- **RECORD SET**
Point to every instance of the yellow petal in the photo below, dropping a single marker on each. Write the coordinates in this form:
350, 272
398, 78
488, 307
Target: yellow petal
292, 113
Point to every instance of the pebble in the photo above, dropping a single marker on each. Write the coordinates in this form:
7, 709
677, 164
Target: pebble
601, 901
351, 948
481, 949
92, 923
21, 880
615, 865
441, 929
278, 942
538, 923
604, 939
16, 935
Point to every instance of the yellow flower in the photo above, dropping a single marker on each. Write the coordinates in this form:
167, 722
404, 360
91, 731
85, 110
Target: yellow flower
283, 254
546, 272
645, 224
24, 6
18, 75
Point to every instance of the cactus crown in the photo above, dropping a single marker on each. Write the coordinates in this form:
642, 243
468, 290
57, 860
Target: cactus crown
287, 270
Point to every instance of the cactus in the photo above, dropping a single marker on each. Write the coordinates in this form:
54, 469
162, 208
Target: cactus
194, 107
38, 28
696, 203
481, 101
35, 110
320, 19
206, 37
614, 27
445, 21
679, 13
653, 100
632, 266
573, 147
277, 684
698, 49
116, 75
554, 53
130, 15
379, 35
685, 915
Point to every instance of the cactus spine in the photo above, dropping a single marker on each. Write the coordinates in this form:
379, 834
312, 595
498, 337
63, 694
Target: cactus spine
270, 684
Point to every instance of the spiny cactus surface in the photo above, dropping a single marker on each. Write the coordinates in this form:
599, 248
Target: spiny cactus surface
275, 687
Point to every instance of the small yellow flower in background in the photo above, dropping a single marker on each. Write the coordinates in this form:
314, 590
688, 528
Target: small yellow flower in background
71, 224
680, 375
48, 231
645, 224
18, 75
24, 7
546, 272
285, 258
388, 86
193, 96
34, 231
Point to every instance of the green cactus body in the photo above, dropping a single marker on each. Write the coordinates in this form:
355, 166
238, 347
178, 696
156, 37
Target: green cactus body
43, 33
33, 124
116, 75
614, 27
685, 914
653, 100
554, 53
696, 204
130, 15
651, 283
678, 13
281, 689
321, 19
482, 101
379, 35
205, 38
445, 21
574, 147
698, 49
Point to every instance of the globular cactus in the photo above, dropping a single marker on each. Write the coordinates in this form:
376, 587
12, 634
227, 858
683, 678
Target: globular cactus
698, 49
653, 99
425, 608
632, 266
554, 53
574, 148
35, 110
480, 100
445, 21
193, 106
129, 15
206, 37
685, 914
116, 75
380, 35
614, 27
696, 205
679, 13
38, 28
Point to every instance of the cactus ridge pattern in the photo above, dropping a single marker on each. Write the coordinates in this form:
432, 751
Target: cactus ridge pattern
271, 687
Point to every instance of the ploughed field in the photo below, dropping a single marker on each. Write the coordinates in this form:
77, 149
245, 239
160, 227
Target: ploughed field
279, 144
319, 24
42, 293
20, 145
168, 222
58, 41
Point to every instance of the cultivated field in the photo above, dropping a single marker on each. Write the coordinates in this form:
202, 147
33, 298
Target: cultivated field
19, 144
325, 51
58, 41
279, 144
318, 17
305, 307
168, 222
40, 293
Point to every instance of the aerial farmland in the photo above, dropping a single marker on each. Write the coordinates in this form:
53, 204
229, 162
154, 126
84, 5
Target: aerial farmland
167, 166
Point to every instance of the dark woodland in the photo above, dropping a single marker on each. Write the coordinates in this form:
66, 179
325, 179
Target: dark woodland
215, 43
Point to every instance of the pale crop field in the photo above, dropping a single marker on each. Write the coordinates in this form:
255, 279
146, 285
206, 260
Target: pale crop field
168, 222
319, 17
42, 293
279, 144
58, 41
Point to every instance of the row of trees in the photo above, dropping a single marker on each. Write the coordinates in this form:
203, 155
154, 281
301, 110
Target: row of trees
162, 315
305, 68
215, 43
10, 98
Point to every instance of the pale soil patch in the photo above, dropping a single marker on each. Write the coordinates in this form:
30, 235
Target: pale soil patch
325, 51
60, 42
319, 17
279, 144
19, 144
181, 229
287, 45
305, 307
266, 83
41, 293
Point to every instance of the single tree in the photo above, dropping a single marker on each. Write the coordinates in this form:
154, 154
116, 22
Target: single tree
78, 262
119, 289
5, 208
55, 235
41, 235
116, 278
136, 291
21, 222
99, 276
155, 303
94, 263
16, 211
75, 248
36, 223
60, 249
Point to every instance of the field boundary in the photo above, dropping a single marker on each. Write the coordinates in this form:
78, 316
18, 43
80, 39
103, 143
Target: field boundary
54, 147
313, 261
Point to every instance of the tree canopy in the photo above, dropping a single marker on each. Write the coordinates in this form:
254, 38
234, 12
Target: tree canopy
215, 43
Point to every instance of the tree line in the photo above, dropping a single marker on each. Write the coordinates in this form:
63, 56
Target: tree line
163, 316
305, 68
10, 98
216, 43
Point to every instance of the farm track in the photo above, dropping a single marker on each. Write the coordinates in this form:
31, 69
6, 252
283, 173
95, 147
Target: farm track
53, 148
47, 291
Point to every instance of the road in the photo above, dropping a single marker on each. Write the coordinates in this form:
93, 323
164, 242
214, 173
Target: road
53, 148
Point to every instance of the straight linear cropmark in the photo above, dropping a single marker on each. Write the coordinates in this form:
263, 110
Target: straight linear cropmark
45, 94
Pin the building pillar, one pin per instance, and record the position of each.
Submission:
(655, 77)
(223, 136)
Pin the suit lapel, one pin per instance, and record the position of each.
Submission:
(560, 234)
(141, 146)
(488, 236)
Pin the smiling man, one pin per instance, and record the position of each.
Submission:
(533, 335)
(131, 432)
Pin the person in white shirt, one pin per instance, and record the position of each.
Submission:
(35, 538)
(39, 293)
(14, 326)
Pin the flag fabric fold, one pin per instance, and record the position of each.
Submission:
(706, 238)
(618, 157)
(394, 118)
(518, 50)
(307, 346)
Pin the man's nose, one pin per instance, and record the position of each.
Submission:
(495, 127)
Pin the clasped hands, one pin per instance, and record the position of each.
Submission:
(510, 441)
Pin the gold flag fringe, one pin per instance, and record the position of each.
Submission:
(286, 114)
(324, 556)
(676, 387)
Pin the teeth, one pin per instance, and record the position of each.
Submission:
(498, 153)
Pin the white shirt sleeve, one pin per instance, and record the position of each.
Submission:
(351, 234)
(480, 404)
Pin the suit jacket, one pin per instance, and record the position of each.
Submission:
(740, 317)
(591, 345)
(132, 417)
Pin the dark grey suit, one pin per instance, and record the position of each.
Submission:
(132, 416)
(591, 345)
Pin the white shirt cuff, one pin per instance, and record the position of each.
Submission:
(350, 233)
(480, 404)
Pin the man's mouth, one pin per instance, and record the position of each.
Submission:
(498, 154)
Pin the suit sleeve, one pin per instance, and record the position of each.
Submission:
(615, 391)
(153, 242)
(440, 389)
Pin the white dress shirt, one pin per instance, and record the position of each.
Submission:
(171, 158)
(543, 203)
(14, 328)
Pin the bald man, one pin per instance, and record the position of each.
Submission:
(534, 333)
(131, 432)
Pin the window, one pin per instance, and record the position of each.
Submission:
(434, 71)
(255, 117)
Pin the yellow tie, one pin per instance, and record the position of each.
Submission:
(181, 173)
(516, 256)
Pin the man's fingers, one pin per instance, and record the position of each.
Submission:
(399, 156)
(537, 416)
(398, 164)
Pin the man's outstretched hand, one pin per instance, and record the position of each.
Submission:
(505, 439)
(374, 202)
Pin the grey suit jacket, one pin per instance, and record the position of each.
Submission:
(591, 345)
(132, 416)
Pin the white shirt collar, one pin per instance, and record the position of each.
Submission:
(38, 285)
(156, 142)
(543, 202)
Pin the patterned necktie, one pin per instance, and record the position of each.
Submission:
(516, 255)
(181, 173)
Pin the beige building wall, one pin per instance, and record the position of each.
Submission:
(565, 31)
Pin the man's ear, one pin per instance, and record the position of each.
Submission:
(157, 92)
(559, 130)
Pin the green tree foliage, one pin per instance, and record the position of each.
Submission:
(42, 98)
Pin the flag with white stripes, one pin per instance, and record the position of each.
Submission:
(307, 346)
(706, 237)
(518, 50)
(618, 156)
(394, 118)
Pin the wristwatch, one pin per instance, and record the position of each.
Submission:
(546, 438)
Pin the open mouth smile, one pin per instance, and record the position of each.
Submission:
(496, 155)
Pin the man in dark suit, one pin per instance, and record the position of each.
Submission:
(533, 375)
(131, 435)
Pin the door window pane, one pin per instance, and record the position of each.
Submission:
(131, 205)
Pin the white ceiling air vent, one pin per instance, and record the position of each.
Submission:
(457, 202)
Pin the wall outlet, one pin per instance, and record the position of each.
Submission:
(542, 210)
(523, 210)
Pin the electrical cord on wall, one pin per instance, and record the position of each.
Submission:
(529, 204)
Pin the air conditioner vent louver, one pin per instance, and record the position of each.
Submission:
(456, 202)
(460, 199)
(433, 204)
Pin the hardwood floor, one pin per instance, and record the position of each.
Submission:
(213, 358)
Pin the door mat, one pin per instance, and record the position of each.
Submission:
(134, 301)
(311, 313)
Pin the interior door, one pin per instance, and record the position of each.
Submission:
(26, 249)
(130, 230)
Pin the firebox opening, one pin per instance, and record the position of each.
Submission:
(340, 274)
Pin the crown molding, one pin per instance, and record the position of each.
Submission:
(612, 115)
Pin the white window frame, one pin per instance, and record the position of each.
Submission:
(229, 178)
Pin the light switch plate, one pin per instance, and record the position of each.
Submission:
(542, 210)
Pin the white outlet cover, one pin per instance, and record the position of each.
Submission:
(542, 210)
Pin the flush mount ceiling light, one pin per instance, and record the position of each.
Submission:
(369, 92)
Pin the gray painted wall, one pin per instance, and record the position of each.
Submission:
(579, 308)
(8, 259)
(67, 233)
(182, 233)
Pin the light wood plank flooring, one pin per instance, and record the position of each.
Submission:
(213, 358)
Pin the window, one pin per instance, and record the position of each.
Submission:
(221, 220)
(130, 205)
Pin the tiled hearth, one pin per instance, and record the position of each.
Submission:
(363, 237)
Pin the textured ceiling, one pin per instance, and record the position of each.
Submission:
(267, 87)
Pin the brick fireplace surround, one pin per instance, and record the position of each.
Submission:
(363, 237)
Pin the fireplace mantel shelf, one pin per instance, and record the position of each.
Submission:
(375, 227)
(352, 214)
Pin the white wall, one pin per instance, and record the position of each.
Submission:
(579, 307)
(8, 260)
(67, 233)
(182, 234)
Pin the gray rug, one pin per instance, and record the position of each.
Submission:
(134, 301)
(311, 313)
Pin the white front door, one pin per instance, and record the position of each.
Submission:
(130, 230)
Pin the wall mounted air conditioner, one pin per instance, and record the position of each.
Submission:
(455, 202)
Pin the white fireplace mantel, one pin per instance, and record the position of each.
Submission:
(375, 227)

- **GIVEN EXERCISE**
Output exactly the lines between the one containing "Pin the brick" and the final line above, both inclusive.

- **TASK RESPONSE**
Pin the brick fireplace surround, one pin per instance, and record the position of each.
Submission:
(363, 237)
Pin the fireplace mantel shelf, one pin per instance, and record the position of each.
Submission:
(375, 227)
(352, 214)
Pin the white wall, one pin per instance, and record the position of each.
Submission:
(579, 307)
(8, 260)
(67, 233)
(182, 234)
Pin the gray rug, one pin per instance, and record the position of each.
Submission:
(134, 301)
(311, 313)
Pin the white front door, one pin per instance, and record the position of each.
Submission:
(130, 230)
Pin the wall mounted air conditioner, one pin per instance, and record the position of each.
Submission:
(455, 202)
Pin the white fireplace mantel, one pin per instance, and record the position of each.
Submission:
(375, 227)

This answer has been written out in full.